● Set problem a
Answer these questions using the CR 557 route description below:
(i) On which road does CR 550 split from CR 557?
(ii) In which community does CR 557 turn east onto Mill Road?
(iii) Whose eastern terminus do CR 557 and Route 50 encounter before leaving Tuckahoe?

CR 557 begins at an intersection with Route 47 in Dennis Township, Cape May County, heading northeast on two-lane undivided Washington Avenue into forested areas. The route crosses into Woodbine and enters residential areas, intersecting CR 611 and CR 550/CR 638. At the intersection with the latter, CR 557 forms a concurrency with CR 550 and the two routes pass a mix of homes and businesses as it comes to Dehirsch Avenue, where CR 550 splits from CR 557 by heading southeast on that road. From this point, CR 557 continues north into Upper Township and becomes North Dennis-Marshallville Road as it continues into forested areas with occasional homes. Farther north, the route intersects CR 617 and turns east onto Mill Road, heading into residential areas in the community of Tuckahoe. The road crosses the Cape May Seashore Lines railroad line south of the Tuckahoe station, the Beesleys Point Secondary railroad line operated by the Cape May Seashore Lines railroad, and CR 659 within a short distance of each other before reaching a junction with Route 50 and CR 664. CR 557 forms a concurrency with Route 50 and the two routes head north through residential and commercial areas and encounter the eastern terminus of Route 49 before leaving Tuckahoe.

● Set problem b
Tally the lines of the records below that contain the word "door", and give only that number.

Pointing dataset excerpts:
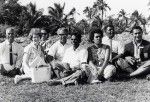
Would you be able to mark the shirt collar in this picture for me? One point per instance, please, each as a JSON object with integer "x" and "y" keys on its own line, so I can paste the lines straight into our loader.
{"x": 7, "y": 42}
{"x": 137, "y": 44}
{"x": 77, "y": 49}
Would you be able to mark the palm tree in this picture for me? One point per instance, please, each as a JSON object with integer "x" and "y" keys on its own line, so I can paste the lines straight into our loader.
{"x": 138, "y": 20}
{"x": 89, "y": 12}
{"x": 101, "y": 7}
{"x": 59, "y": 19}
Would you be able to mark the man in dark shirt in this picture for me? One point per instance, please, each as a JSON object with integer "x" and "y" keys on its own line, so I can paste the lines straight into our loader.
{"x": 137, "y": 54}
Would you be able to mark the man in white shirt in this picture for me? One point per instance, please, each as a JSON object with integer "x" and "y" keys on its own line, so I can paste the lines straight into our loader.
{"x": 57, "y": 51}
{"x": 116, "y": 47}
{"x": 10, "y": 55}
{"x": 74, "y": 60}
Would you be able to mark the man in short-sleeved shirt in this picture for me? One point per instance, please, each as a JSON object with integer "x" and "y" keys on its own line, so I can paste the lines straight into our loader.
{"x": 10, "y": 54}
{"x": 57, "y": 51}
{"x": 116, "y": 47}
{"x": 74, "y": 60}
{"x": 137, "y": 53}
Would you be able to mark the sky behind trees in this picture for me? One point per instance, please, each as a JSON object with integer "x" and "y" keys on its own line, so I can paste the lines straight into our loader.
{"x": 116, "y": 5}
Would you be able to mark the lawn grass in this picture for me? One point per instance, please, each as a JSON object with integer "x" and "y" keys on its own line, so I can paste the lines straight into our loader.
{"x": 134, "y": 90}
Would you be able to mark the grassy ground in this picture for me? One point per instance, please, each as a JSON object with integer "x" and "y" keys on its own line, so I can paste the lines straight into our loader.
{"x": 134, "y": 90}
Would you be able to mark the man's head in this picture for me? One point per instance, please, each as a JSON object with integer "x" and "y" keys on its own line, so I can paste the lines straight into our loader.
{"x": 44, "y": 35}
{"x": 35, "y": 35}
{"x": 76, "y": 39}
{"x": 137, "y": 33}
{"x": 63, "y": 33}
{"x": 109, "y": 30}
{"x": 96, "y": 36}
{"x": 10, "y": 34}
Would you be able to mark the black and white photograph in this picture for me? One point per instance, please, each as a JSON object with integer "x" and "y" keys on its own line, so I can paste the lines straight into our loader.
{"x": 74, "y": 50}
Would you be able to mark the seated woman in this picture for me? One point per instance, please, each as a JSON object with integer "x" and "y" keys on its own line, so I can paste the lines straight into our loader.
{"x": 98, "y": 58}
{"x": 33, "y": 56}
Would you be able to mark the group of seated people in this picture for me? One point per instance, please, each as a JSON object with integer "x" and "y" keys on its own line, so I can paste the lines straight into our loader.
{"x": 105, "y": 58}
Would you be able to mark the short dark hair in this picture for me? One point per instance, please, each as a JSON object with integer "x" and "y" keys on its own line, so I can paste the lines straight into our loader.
{"x": 63, "y": 29}
{"x": 36, "y": 31}
{"x": 136, "y": 27}
{"x": 108, "y": 25}
{"x": 93, "y": 31}
{"x": 77, "y": 34}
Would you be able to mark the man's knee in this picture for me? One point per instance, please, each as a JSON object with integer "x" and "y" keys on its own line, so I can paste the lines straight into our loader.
{"x": 109, "y": 71}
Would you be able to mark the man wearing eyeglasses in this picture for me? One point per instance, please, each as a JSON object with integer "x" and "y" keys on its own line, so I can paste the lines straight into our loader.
{"x": 10, "y": 55}
{"x": 57, "y": 51}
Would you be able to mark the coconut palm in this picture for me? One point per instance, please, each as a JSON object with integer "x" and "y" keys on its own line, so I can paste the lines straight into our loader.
{"x": 137, "y": 19}
{"x": 100, "y": 7}
{"x": 59, "y": 19}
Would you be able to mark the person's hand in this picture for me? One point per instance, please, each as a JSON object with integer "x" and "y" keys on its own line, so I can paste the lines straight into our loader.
{"x": 131, "y": 60}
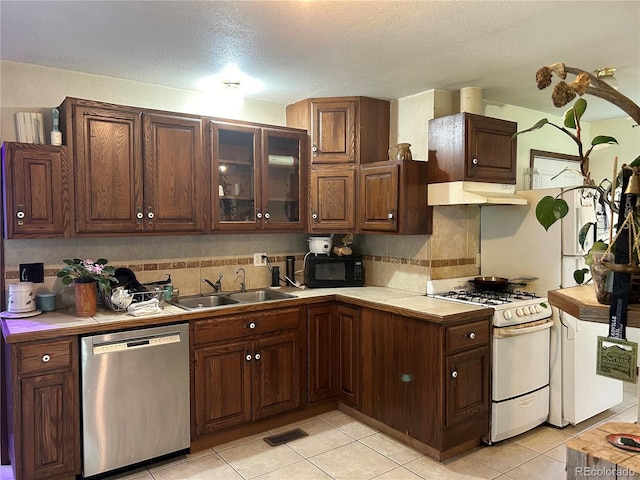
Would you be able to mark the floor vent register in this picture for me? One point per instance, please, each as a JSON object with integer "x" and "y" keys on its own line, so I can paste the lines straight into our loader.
{"x": 275, "y": 440}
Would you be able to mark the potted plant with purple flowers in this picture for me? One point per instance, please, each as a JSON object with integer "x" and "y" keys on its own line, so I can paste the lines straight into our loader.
{"x": 87, "y": 276}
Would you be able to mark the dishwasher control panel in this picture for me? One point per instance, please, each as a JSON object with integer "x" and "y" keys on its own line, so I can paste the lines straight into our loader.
{"x": 141, "y": 342}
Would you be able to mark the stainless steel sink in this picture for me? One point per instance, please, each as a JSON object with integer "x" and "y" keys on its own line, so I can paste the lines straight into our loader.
{"x": 256, "y": 296}
{"x": 200, "y": 302}
{"x": 204, "y": 301}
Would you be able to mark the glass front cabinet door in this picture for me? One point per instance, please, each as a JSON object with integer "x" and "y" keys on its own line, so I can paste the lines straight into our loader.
{"x": 283, "y": 179}
{"x": 235, "y": 151}
{"x": 257, "y": 178}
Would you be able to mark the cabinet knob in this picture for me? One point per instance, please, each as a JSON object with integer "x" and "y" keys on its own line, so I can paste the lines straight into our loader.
{"x": 20, "y": 215}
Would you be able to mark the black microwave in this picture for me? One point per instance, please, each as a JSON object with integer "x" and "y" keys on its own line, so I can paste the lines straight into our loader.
{"x": 324, "y": 271}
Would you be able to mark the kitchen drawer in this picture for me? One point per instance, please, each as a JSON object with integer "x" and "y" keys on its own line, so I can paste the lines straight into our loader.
{"x": 236, "y": 326}
{"x": 467, "y": 335}
{"x": 40, "y": 357}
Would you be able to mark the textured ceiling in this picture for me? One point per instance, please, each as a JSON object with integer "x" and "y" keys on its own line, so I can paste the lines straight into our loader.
{"x": 301, "y": 49}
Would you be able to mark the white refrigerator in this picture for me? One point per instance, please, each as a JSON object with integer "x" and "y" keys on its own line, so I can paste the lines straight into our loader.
{"x": 514, "y": 244}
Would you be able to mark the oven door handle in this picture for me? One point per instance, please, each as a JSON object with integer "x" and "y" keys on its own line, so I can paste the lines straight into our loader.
{"x": 504, "y": 332}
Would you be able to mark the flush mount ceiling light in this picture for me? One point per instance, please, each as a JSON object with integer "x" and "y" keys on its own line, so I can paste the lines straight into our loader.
{"x": 607, "y": 74}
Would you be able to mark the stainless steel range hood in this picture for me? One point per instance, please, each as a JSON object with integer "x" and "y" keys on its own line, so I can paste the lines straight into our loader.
{"x": 473, "y": 193}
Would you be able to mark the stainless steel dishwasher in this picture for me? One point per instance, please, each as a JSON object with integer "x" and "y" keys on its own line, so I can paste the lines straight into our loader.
{"x": 135, "y": 396}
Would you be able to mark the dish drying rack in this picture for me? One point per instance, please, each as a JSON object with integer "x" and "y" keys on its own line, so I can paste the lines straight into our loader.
{"x": 119, "y": 303}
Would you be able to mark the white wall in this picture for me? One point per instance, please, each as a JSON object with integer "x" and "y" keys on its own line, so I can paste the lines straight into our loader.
{"x": 34, "y": 88}
{"x": 628, "y": 148}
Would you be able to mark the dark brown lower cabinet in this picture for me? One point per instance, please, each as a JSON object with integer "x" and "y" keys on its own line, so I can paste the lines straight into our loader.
{"x": 333, "y": 349}
{"x": 424, "y": 384}
{"x": 44, "y": 409}
{"x": 246, "y": 367}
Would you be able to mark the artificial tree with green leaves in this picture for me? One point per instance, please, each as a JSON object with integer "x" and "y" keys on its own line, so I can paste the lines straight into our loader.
{"x": 551, "y": 209}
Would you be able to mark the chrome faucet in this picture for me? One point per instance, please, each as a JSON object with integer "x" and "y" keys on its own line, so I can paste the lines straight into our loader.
{"x": 217, "y": 287}
{"x": 243, "y": 285}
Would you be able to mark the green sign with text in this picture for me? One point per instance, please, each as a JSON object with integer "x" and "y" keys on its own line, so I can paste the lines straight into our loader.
{"x": 617, "y": 359}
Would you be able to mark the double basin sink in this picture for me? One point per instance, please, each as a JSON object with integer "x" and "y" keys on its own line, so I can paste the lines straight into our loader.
{"x": 214, "y": 300}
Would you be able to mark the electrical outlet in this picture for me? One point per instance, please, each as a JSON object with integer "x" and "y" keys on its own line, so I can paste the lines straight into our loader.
{"x": 258, "y": 261}
{"x": 32, "y": 272}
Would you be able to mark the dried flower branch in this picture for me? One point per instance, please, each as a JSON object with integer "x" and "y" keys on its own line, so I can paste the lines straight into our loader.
{"x": 585, "y": 82}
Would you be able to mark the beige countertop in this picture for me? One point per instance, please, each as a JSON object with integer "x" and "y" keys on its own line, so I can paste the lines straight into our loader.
{"x": 64, "y": 322}
{"x": 580, "y": 302}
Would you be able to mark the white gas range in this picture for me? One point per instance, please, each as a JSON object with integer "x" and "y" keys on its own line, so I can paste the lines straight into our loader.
{"x": 520, "y": 352}
{"x": 513, "y": 306}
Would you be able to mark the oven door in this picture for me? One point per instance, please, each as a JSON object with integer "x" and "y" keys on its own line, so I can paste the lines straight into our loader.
{"x": 520, "y": 359}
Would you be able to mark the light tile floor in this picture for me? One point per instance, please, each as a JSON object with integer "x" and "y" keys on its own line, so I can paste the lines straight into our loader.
{"x": 340, "y": 447}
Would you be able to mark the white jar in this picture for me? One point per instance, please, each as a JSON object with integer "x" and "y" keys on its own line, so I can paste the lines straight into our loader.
{"x": 21, "y": 298}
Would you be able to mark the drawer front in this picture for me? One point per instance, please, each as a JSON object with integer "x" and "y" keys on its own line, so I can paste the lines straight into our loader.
{"x": 36, "y": 358}
{"x": 467, "y": 335}
{"x": 236, "y": 326}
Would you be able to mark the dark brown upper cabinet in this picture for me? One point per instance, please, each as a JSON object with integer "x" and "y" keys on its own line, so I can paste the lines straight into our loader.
{"x": 470, "y": 147}
{"x": 37, "y": 187}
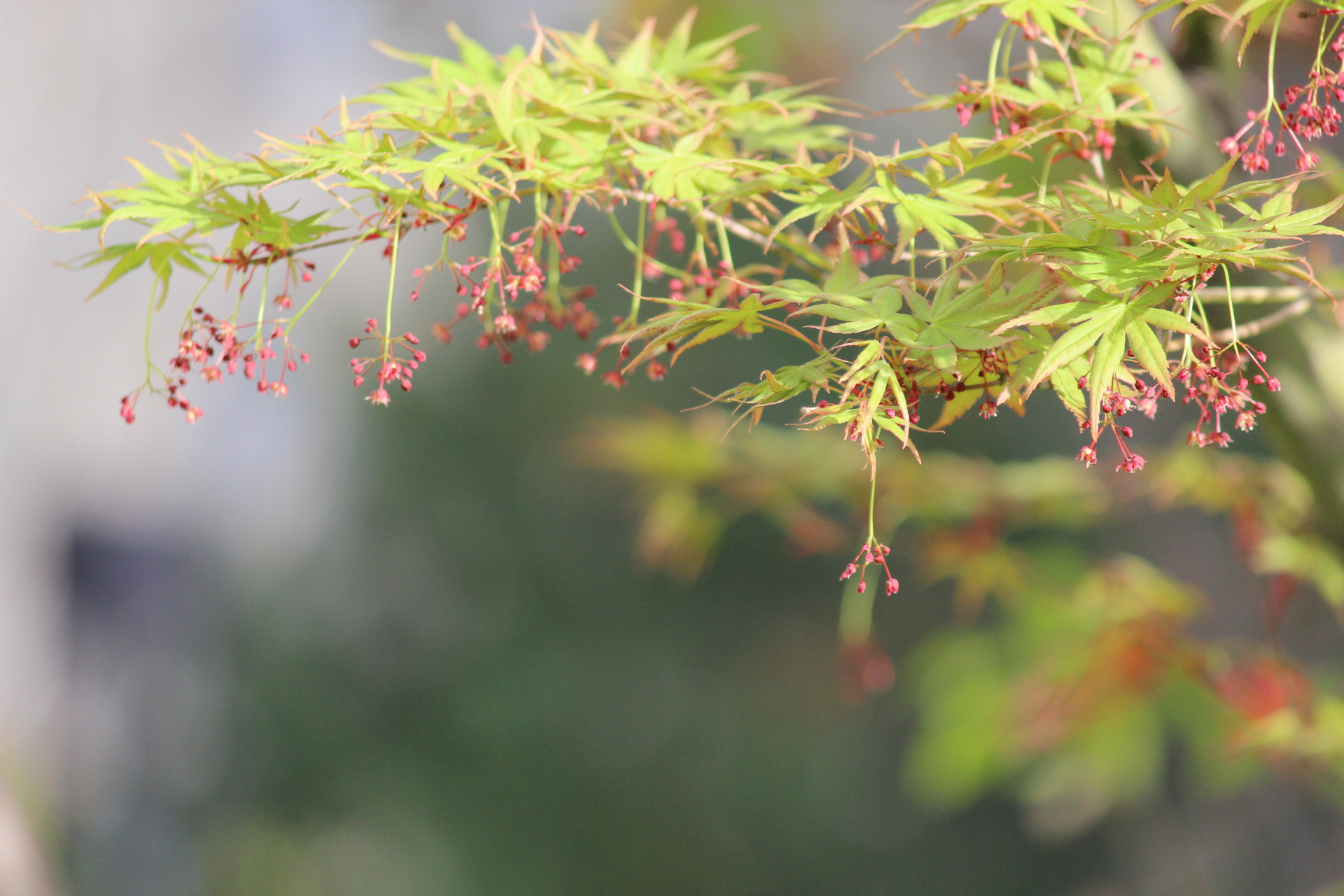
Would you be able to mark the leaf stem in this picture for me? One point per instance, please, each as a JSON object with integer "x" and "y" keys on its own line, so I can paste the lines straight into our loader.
{"x": 638, "y": 262}
{"x": 326, "y": 284}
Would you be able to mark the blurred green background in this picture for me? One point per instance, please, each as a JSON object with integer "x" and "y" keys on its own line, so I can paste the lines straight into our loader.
{"x": 464, "y": 682}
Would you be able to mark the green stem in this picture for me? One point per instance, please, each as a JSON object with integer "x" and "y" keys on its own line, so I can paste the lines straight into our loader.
{"x": 326, "y": 284}
{"x": 723, "y": 244}
{"x": 873, "y": 501}
{"x": 261, "y": 307}
{"x": 391, "y": 286}
{"x": 638, "y": 264}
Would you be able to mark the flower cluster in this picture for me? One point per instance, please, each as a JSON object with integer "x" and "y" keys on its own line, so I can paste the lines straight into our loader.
{"x": 872, "y": 552}
{"x": 1210, "y": 384}
{"x": 1113, "y": 407}
{"x": 391, "y": 365}
{"x": 1313, "y": 117}
{"x": 214, "y": 347}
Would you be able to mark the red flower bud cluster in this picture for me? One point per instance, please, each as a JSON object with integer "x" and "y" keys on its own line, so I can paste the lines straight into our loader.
{"x": 1215, "y": 383}
{"x": 397, "y": 362}
{"x": 213, "y": 347}
{"x": 872, "y": 552}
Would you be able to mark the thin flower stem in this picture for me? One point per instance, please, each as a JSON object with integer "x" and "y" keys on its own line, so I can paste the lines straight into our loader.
{"x": 391, "y": 286}
{"x": 873, "y": 500}
{"x": 326, "y": 282}
{"x": 638, "y": 262}
{"x": 261, "y": 305}
{"x": 724, "y": 250}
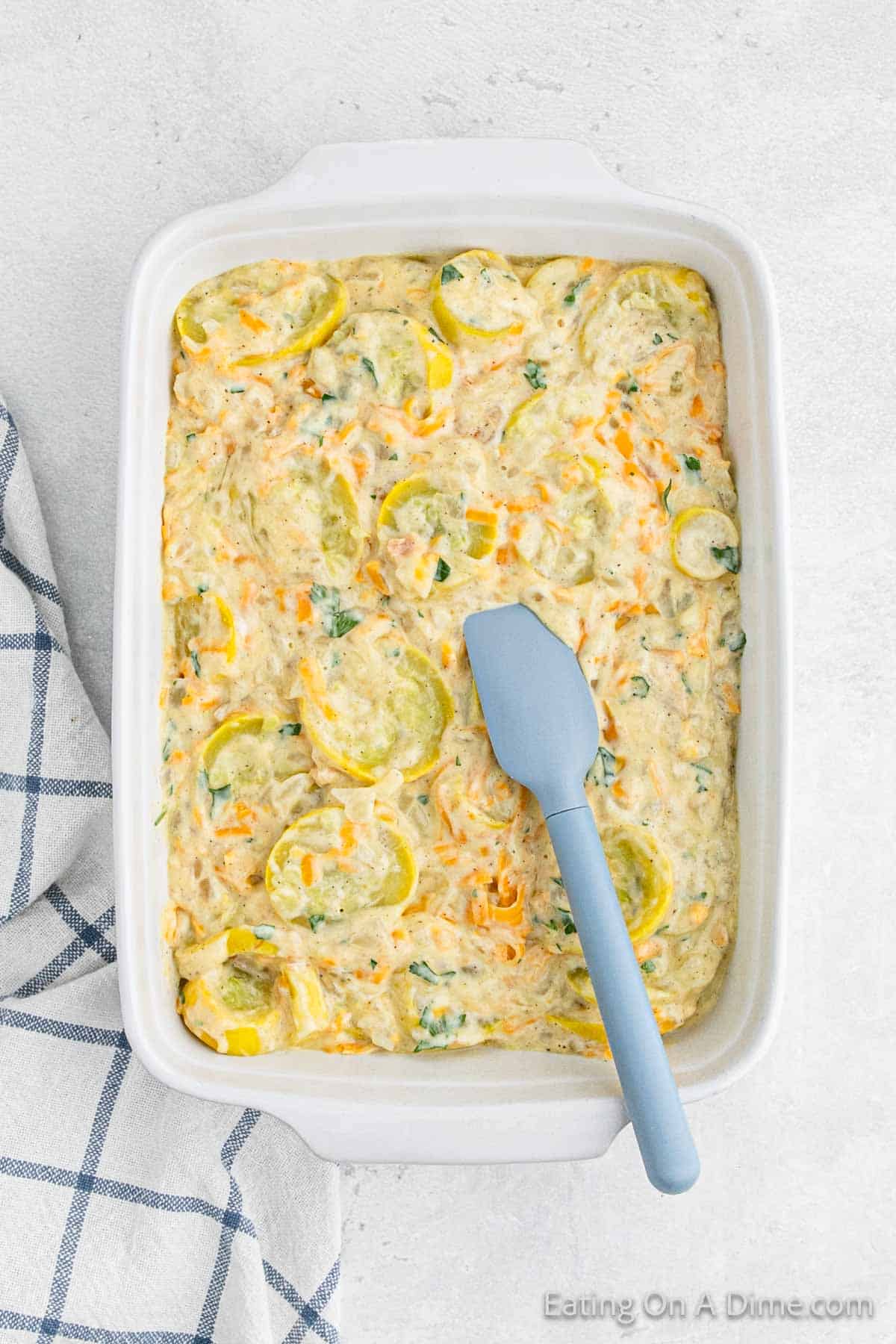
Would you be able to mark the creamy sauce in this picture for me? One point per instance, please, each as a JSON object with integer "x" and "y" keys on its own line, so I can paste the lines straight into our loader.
{"x": 361, "y": 453}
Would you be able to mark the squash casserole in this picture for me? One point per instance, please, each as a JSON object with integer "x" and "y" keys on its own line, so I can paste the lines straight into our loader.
{"x": 361, "y": 453}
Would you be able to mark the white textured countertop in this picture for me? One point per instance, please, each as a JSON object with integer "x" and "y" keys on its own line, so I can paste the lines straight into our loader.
{"x": 119, "y": 117}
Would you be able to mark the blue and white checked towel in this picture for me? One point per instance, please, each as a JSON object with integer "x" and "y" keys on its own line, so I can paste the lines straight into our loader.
{"x": 128, "y": 1213}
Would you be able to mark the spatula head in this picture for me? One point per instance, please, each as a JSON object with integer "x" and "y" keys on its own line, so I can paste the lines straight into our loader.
{"x": 536, "y": 702}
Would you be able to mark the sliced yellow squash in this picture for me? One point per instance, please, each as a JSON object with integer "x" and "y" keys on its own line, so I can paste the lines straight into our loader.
{"x": 311, "y": 514}
{"x": 476, "y": 296}
{"x": 566, "y": 538}
{"x": 564, "y": 284}
{"x": 382, "y": 707}
{"x": 262, "y": 312}
{"x": 642, "y": 877}
{"x": 704, "y": 544}
{"x": 308, "y": 1001}
{"x": 644, "y": 308}
{"x": 237, "y": 1009}
{"x": 199, "y": 957}
{"x": 205, "y": 624}
{"x": 579, "y": 1027}
{"x": 250, "y": 749}
{"x": 383, "y": 356}
{"x": 326, "y": 866}
{"x": 432, "y": 534}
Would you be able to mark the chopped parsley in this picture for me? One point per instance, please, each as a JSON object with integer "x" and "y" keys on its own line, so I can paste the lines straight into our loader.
{"x": 336, "y": 621}
{"x": 218, "y": 796}
{"x": 571, "y": 295}
{"x": 534, "y": 376}
{"x": 727, "y": 556}
{"x": 440, "y": 1024}
{"x": 608, "y": 766}
{"x": 368, "y": 366}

● Expected output a
(i) Dehirsch Avenue
(ii) Tuckahoe
(iii) Route 49

● Expected output b
3